__DATA EXTRACT__.
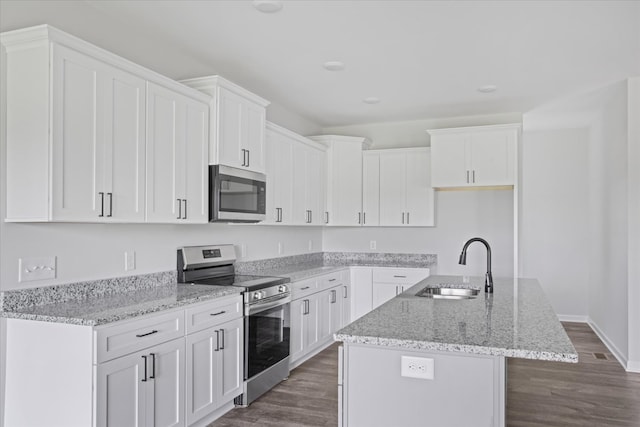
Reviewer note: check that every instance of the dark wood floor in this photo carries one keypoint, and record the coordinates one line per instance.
(591, 393)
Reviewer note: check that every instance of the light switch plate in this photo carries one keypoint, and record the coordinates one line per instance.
(36, 268)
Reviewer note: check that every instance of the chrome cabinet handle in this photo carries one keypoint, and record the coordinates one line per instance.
(101, 203)
(153, 366)
(144, 380)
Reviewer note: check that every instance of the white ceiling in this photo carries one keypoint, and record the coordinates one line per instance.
(423, 59)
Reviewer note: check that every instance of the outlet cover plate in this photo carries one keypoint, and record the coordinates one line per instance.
(417, 367)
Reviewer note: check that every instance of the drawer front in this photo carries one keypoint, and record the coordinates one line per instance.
(213, 313)
(120, 339)
(330, 280)
(399, 275)
(304, 288)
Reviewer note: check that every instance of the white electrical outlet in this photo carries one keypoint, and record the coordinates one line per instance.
(417, 367)
(36, 268)
(129, 260)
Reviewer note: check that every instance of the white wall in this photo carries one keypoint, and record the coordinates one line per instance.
(554, 221)
(608, 287)
(460, 215)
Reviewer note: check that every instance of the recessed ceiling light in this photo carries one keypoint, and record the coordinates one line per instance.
(333, 65)
(268, 6)
(487, 88)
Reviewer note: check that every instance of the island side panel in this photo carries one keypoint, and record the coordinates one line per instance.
(465, 390)
(49, 374)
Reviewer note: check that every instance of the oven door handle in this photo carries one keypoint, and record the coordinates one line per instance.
(257, 308)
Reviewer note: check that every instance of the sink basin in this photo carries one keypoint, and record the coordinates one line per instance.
(448, 293)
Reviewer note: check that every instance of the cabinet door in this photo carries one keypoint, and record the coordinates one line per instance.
(124, 148)
(298, 328)
(419, 193)
(300, 214)
(392, 189)
(78, 92)
(195, 207)
(361, 291)
(345, 184)
(345, 318)
(164, 156)
(229, 141)
(231, 358)
(253, 118)
(450, 168)
(491, 156)
(201, 374)
(370, 189)
(383, 292)
(121, 391)
(167, 386)
(314, 185)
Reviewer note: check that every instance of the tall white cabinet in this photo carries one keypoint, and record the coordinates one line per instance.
(238, 119)
(78, 131)
(344, 178)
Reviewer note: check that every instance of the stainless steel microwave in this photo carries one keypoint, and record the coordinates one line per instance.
(236, 195)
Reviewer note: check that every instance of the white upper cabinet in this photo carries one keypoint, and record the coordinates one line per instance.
(238, 119)
(406, 195)
(480, 156)
(177, 180)
(344, 179)
(76, 130)
(295, 178)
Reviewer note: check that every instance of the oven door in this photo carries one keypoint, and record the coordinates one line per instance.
(236, 195)
(267, 331)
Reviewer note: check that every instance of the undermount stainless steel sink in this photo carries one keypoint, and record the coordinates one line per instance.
(448, 293)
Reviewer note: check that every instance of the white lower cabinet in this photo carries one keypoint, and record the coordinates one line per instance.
(317, 312)
(156, 370)
(214, 368)
(143, 389)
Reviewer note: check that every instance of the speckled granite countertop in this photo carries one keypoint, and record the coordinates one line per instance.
(516, 321)
(123, 306)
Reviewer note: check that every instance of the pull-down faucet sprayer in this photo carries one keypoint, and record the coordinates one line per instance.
(488, 280)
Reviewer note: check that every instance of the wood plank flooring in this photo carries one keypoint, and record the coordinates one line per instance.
(591, 393)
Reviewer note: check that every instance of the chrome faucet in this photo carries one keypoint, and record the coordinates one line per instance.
(488, 279)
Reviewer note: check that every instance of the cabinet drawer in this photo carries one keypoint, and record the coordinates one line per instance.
(213, 313)
(304, 288)
(399, 275)
(120, 339)
(330, 280)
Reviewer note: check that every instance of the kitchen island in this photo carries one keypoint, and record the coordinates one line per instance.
(418, 361)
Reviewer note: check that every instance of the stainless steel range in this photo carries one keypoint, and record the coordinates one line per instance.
(266, 314)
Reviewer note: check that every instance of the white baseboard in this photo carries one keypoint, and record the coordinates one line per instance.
(609, 344)
(633, 366)
(573, 318)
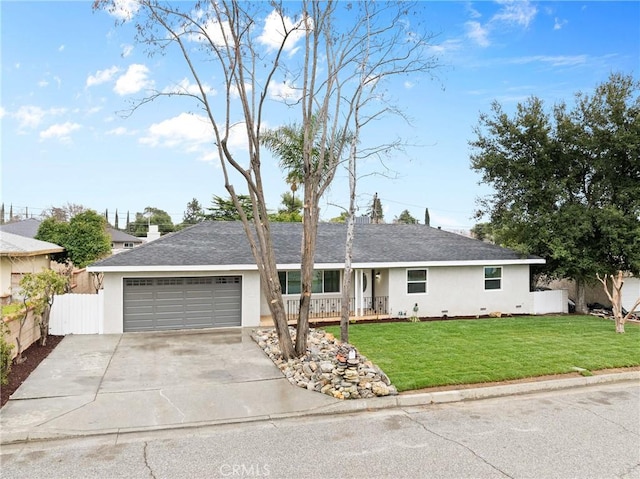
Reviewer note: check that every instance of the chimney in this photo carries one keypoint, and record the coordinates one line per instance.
(153, 233)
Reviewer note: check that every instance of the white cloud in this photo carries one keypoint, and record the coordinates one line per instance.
(193, 134)
(61, 131)
(215, 32)
(233, 90)
(445, 47)
(274, 30)
(189, 88)
(124, 9)
(94, 110)
(473, 13)
(134, 80)
(185, 130)
(556, 61)
(31, 116)
(284, 91)
(126, 50)
(120, 131)
(558, 23)
(520, 12)
(478, 33)
(102, 76)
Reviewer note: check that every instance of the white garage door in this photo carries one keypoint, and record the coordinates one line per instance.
(158, 304)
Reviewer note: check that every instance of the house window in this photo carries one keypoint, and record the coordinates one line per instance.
(323, 282)
(492, 277)
(416, 281)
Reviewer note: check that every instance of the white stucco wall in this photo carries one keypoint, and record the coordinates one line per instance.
(114, 295)
(459, 291)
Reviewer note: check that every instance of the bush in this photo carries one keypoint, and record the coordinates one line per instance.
(5, 355)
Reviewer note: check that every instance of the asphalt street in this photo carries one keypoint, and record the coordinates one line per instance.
(585, 432)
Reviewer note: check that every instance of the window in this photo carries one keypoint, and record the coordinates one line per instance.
(323, 282)
(492, 277)
(416, 281)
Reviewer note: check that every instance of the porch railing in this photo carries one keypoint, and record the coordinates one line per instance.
(331, 307)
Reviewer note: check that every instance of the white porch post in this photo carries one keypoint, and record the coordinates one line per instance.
(358, 297)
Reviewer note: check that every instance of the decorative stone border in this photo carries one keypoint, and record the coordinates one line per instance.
(329, 367)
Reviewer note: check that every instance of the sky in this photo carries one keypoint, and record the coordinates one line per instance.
(68, 72)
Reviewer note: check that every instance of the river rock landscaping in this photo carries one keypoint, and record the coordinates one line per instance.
(329, 367)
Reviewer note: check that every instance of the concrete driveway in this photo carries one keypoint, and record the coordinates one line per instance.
(100, 384)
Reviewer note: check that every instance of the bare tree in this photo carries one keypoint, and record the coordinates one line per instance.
(225, 36)
(379, 44)
(615, 296)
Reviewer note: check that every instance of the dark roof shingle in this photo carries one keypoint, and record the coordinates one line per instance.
(224, 243)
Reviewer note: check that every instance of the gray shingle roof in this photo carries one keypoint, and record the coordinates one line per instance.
(224, 243)
(16, 245)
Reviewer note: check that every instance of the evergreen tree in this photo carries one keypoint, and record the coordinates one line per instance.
(375, 210)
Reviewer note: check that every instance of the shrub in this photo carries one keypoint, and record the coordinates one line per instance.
(5, 354)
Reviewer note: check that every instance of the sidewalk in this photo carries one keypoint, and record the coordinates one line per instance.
(117, 384)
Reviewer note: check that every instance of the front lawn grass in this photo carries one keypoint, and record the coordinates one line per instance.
(439, 353)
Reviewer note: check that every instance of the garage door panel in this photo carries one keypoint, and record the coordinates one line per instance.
(182, 303)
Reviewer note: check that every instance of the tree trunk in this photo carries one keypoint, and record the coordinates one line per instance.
(348, 254)
(309, 231)
(615, 296)
(581, 301)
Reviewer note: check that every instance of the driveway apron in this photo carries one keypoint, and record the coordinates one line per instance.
(97, 384)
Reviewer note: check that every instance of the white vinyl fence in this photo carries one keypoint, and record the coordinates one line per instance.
(77, 314)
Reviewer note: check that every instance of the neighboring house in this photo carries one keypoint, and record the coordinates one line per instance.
(20, 255)
(205, 276)
(121, 241)
(28, 227)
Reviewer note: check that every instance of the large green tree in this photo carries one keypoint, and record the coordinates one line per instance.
(84, 237)
(291, 209)
(567, 181)
(333, 60)
(405, 218)
(375, 212)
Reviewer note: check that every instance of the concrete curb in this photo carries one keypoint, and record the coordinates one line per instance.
(342, 407)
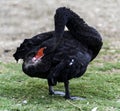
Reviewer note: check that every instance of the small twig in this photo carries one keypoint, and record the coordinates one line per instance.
(74, 105)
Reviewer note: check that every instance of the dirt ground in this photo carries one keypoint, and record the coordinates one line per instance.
(20, 19)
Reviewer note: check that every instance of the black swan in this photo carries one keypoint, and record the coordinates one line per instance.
(59, 55)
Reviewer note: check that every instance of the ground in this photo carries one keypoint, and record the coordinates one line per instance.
(20, 19)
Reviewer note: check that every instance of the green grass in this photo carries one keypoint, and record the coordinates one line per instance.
(100, 85)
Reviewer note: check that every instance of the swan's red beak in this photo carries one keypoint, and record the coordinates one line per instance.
(39, 54)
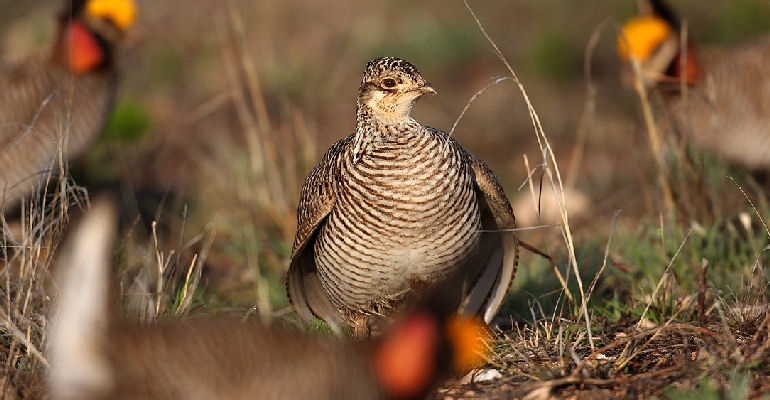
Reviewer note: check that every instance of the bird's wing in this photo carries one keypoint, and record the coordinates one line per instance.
(317, 200)
(42, 106)
(498, 251)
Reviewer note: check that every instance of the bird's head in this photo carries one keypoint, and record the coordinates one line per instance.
(652, 38)
(389, 88)
(88, 31)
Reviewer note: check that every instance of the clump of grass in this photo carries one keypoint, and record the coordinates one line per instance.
(28, 255)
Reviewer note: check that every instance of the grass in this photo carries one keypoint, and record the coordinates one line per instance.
(667, 301)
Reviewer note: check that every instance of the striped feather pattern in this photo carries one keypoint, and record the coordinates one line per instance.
(42, 106)
(727, 112)
(405, 215)
(394, 208)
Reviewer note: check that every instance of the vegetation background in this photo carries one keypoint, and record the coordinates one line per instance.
(224, 106)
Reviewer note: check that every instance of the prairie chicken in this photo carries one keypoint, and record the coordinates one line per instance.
(394, 207)
(726, 107)
(59, 101)
(93, 357)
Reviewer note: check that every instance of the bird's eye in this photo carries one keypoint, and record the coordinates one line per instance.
(389, 83)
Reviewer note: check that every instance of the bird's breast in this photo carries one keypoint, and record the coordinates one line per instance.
(404, 214)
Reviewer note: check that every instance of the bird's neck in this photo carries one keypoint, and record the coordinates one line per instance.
(381, 117)
(372, 127)
(79, 49)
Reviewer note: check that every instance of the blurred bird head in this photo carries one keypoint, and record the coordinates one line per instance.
(88, 31)
(389, 88)
(430, 341)
(652, 37)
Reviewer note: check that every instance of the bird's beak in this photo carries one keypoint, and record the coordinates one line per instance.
(427, 89)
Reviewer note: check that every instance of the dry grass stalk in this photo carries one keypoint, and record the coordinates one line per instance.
(547, 154)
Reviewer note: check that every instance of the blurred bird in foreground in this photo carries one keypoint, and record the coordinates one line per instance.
(719, 98)
(94, 355)
(53, 106)
(393, 208)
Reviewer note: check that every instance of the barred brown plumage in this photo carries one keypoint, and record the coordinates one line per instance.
(57, 101)
(393, 208)
(726, 107)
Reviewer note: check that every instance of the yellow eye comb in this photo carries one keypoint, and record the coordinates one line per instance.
(641, 36)
(121, 12)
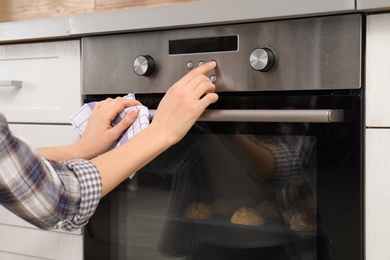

__THE PROBLEM__.
Reproduce word for word the lines from the one containing "Reviewer note: check that every instance of the bird's eye" through the final line above, including both, and omit the pictures.

__RESPONSE TO THIS EXERCISE__.
Reviewer note: check that every instance of the bird's eye in this photo carries one keypoint, and record the coordinates one line per instance.
(389, 83)
Reviewer note: check that every instance of the bird's breast in this photo carries one keypoint, and record the coordinates one line per instance.
(404, 214)
Reviewer note: check that every instance of the bird's neck in this photo carries one keypoint, and record the coordinates one line per instance.
(381, 117)
(372, 127)
(79, 49)
Reviewer note: check that every instance of the blurred bird head in this photo carries one keypoint, and record the coordinates one line per instance.
(88, 31)
(389, 88)
(430, 341)
(652, 37)
Reviewer note: check that every instance of the bird's beak in this photo carries one keypoint, and record the coordinates one line per instance.
(427, 89)
Reviewer note: check that every instance of the dry grass stalk in this photo carries one keypoint, and record the coordinates one line per instance.
(547, 154)
Reviewer note: check that every instance of the blurred bird in foreground in this photo carries one keypoint, and record the coordinates one line per instance.
(719, 98)
(94, 355)
(53, 106)
(393, 208)
Reviewer note: check that every instance of the barred brown plumage in this photo carries one keypoint, and record the coordinates one line per instance.
(57, 101)
(393, 208)
(726, 107)
Reviewer note: check that every instance of the yellow eye comb in this photo carries one keypoint, and record the coordinates one line per instance.
(641, 36)
(121, 12)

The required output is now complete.